## Begin MATERIAL SHOWN
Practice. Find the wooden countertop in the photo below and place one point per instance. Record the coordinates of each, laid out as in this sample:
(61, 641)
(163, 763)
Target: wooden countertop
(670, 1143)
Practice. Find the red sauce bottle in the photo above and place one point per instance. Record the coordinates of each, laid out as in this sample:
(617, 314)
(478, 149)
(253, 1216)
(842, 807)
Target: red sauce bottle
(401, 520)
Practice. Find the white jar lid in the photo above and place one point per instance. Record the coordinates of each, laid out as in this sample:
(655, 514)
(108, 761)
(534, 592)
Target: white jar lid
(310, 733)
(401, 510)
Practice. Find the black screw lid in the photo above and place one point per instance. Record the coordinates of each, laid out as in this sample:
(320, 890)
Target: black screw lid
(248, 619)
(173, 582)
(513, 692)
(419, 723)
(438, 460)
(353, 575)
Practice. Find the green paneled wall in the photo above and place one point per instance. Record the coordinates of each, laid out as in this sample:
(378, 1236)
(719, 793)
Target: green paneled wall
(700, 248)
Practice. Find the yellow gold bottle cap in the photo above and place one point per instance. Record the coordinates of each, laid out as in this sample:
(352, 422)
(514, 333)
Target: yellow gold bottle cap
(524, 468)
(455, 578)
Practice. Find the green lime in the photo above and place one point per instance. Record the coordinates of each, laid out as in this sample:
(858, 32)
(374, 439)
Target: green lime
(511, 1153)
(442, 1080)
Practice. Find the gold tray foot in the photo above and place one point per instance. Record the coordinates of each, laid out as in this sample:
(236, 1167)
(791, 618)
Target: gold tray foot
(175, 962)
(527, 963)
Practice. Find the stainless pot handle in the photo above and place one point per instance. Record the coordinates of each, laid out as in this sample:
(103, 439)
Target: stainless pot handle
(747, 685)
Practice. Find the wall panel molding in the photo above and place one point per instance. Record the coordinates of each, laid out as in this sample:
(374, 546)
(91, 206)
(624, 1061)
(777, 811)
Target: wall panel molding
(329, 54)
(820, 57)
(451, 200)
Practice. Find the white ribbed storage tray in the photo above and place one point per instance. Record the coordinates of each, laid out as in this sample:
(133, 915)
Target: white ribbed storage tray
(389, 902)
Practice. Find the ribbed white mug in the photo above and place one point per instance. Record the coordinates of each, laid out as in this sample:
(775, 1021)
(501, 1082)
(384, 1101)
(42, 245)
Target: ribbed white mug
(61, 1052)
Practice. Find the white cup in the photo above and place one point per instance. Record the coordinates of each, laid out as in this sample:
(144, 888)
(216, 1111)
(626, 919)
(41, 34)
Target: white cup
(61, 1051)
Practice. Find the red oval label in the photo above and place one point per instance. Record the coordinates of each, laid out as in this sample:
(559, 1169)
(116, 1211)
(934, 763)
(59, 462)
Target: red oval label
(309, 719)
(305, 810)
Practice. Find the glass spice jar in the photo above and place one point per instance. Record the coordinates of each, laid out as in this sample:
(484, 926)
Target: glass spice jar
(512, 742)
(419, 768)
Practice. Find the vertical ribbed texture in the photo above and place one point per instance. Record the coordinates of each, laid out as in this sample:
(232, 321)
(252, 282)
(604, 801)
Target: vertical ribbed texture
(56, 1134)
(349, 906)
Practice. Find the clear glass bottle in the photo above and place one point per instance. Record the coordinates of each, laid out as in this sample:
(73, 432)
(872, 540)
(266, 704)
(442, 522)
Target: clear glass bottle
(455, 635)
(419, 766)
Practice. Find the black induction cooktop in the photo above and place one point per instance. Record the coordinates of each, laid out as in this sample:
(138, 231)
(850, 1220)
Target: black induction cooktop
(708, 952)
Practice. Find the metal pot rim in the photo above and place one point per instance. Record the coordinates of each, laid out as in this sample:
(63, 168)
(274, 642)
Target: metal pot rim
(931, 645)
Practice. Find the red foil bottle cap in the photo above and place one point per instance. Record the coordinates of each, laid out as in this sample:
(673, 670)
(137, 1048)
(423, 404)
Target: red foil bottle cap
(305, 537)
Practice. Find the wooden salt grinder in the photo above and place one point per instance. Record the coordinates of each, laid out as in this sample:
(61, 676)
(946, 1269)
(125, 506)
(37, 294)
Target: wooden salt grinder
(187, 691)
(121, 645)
## End MATERIAL SHOWN
▶ [TASK GOAL]
Transcribe every item above verbatim, line by line, without changing any words, numbers, or punctuation.

▶ [SOLUTION TO THIS PROBLEM]
Practice. Find the wooden countertop in the photo below and place one point per instance. Record the coordinates of each, laid out as in this sample:
(61, 641)
(163, 763)
Target: wooden countertop
(670, 1143)
Practice. Find the red sauce bottle in the photo above and place one point per instance. Record the coordinates of each, laid out as in this sample:
(617, 314)
(478, 149)
(253, 1216)
(842, 807)
Target: red sauce bottle
(401, 520)
Practice. Find the white jar lid in the photo above and place one point per instance. Record the coordinates of each, laid out as in this sample:
(655, 514)
(108, 761)
(534, 592)
Target: white jar lid
(310, 733)
(401, 510)
Practice. Find the black screw lid in the photo above and place one point per instance. Record the coordinates of each, laid out as in this sample:
(320, 890)
Target: black screw lid
(248, 619)
(173, 582)
(513, 692)
(419, 723)
(438, 460)
(353, 575)
Practice. Find the green paneled wall in the photo above and place one point per instance. Record the coordinates of each, laid out as in this sample:
(378, 1236)
(719, 793)
Target: green paneled wall
(700, 248)
Practice. Find the yellow gold bottle cap in the photo above and place one point per instance. Record the coordinates of each, laid out as in this sample:
(352, 422)
(514, 333)
Target: yellow gold bottle cap
(524, 468)
(455, 578)
Practice. Find the green lime in the photo above and place one point per instance. Record the coordinates of each, laid out as in this sample:
(858, 32)
(374, 439)
Target: green lime
(511, 1153)
(442, 1080)
Practice. Find the gold tray foot in the photo above and place one point per instance. Record the coordinates of each, laid out as in this sample:
(236, 1167)
(791, 618)
Target: gold tray foot
(175, 962)
(527, 963)
Practice. Find the stainless pot handle in the photo above and place one point per instance. Record the coordinates of each, laid out as in this sample:
(103, 439)
Target: stainless pot handle
(747, 685)
Practice. Find the wall panel molding in the photo above and place one point per instance. Record the coordinates of each, laid out as in this sample:
(374, 546)
(91, 206)
(624, 1061)
(777, 811)
Target: wall panel molding
(329, 54)
(820, 57)
(451, 200)
Practice. Find the white ribbed storage tray in the photo above and place one point per instance. Record the coordinates of each, laid out as in this sample:
(133, 915)
Target: white ribbed storage tray
(389, 902)
Practice. Find the ribbed white mug in the photo above and place one point per instance. Record the coordinates of each, laid out as in this sample:
(775, 1021)
(501, 1082)
(384, 1101)
(42, 245)
Target: ribbed white mug
(61, 1052)
Practice. Find the white cup in the photo above and place one point per instance. Record the coordinates of each, laid out as in this sample:
(144, 888)
(216, 1111)
(626, 919)
(41, 34)
Target: white cup
(61, 1051)
Practice. Find the red oval label in the photo above and place one point per instance. Record the coordinates of each, laid out as in this sample:
(559, 1169)
(116, 1211)
(934, 763)
(59, 462)
Target: red oval label
(309, 719)
(305, 810)
Practice. Find the glass spice jar in the photo above and place one point per instance. Record the coordinates of each, laid out as in this sample:
(484, 926)
Target: glass spice jar
(512, 742)
(419, 768)
Practice. Find the vertical ribbed texture in the photo above and place one point per instance. Record the coordinates of each, laid out as in this sample:
(232, 321)
(252, 282)
(604, 801)
Target: vertical ribbed texture
(56, 1134)
(349, 906)
Practice. Find the clear glass bottle in the photo above and place one point per instance. Record the coordinates of each, laid out as in this sample:
(73, 432)
(872, 540)
(266, 704)
(442, 522)
Target: clear glass bottle
(455, 635)
(419, 766)
Practice. Find the black induction cooktop in the photo above and place one point per instance. Record the coordinates of each, laid out as in this sample:
(138, 231)
(850, 1220)
Target: black induction cooktop
(708, 952)
Practice. Find the metal pot rim in the photo above and place one point per instance. Record the coordinates of each, laid out as in this sample:
(63, 168)
(274, 642)
Target: metal pot rim
(931, 645)
Practice. Find the red foil bottle cap in the photo above and place one point per instance. Record the coordinates of each, laid out as in this sample:
(673, 670)
(137, 1048)
(423, 404)
Target: red foil bottle cap
(305, 537)
Practice. Find the wooden salt grinder in the photo above and place one point per instance. Record the coordinates of each, laid out as in this sample:
(61, 676)
(946, 1269)
(125, 506)
(37, 294)
Target: wooden salt grinder
(187, 691)
(121, 645)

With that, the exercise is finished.